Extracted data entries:
··········
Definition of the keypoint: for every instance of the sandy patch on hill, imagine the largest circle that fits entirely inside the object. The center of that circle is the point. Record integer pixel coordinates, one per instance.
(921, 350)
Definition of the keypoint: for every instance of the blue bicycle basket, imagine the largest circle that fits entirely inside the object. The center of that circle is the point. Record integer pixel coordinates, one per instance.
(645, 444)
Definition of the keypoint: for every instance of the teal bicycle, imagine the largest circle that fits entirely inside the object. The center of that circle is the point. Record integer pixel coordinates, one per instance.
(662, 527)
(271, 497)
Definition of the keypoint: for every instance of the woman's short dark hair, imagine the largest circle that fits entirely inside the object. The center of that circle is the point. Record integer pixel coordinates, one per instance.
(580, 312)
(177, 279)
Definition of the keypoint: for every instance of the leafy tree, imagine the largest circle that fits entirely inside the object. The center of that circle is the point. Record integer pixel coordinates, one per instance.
··········
### Given exercise
Convert every line of the material above into a JSON list of strings, one string per line, omitting any blank lines.

### The reply
[
  "Definition of the keypoint: for every instance of the sandy patch on hill, imagine the largest circle that fits entirely inside the object. The center of that circle is the point. Record integer pixel coordinates, one per instance.",
  "(921, 350)",
  "Definition of the keypoint: for every instance of the blue bicycle basket, imagine the largest circle that fits entirely inside the object. The center of that circle is the point. Record integer pixel coordinates, one per instance.",
  "(645, 444)",
  "Definition of the keypoint: for every instance of the teal bicycle, imagine the largest circle that fits entirely inside the object. The center of that circle is the point. Record integer pixel coordinates, one per instance.",
  "(662, 527)",
  "(271, 497)",
  "Definition of the keypoint: for every instance of the woman's short dark hair, imagine the largest circle that fits entirely inside the object. The center of that circle is the point. Record integer pixel coordinates, one per instance.",
  "(580, 312)",
  "(177, 279)",
  "Definition of the keypoint: for every instance of the leafy tree, imagine the largest circle that fits entirely inside the object. The center of that circle is the point. Record integer pixel coordinates, one per instance."
]